▶ Provided text
Right. And just another note on that, which is that the returns information can be significantly delayed in the bookstore scenario. Let’s say a bookstore bought 200 books in January: “Yay, I sold 200 books.” You get your payment in, let’s say, April. Everything is – you’ve, you know, hosted a big 50th birthday party for your wife or your husband; everybody’s happy. And all of a sudden, the following January, you have a big bill owing because that bookstore returned 175 of those books because they didn’t sell. All of a sudden, you have to pay that back. So that’s not usually something that an indie author is faced with but certainly we’ve heard from, you know, small presses and other indie publishers that that can be a scary scenario.

▶ What you will do
Please translate this sentence from the passage on bookstore returns into Spanish: "You get your payment in, let’s say, April."

▶ Information supplied
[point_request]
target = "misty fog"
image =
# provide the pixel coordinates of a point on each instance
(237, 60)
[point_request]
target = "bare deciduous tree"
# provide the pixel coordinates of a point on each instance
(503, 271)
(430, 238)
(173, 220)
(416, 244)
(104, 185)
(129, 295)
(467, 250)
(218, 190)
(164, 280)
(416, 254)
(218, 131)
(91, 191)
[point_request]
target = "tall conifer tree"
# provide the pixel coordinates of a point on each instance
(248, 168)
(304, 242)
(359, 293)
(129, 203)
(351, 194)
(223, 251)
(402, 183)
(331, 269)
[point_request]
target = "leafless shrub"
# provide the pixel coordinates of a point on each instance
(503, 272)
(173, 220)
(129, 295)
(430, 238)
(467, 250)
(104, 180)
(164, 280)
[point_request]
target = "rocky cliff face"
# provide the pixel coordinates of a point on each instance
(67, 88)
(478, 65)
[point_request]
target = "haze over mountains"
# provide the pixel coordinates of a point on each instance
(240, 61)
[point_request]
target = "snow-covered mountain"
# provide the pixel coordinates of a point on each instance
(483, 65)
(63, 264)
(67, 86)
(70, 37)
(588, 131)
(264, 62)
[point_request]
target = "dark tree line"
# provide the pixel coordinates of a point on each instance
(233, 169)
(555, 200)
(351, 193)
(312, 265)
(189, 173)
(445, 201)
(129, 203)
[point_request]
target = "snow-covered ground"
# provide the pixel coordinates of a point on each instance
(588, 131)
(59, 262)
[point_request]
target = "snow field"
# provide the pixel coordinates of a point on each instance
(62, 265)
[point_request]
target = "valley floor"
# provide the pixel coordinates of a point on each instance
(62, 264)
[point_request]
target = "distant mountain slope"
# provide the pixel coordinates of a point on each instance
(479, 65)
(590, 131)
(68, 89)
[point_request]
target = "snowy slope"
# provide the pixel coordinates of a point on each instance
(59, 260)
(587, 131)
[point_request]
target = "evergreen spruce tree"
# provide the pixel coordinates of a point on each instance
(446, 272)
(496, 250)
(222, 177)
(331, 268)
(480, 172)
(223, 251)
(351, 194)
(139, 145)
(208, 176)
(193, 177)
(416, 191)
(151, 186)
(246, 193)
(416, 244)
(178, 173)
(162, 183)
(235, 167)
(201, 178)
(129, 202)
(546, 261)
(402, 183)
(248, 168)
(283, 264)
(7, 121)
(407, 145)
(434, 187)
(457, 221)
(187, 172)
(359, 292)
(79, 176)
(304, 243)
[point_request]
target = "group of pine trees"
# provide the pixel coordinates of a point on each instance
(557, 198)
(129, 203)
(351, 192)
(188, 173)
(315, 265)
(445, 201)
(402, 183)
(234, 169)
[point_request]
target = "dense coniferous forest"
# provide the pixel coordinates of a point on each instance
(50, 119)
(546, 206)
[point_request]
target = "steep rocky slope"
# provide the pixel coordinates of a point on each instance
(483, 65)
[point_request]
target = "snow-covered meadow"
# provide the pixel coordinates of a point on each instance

▶ Answer
Recibes tu pago en, digamos, abril.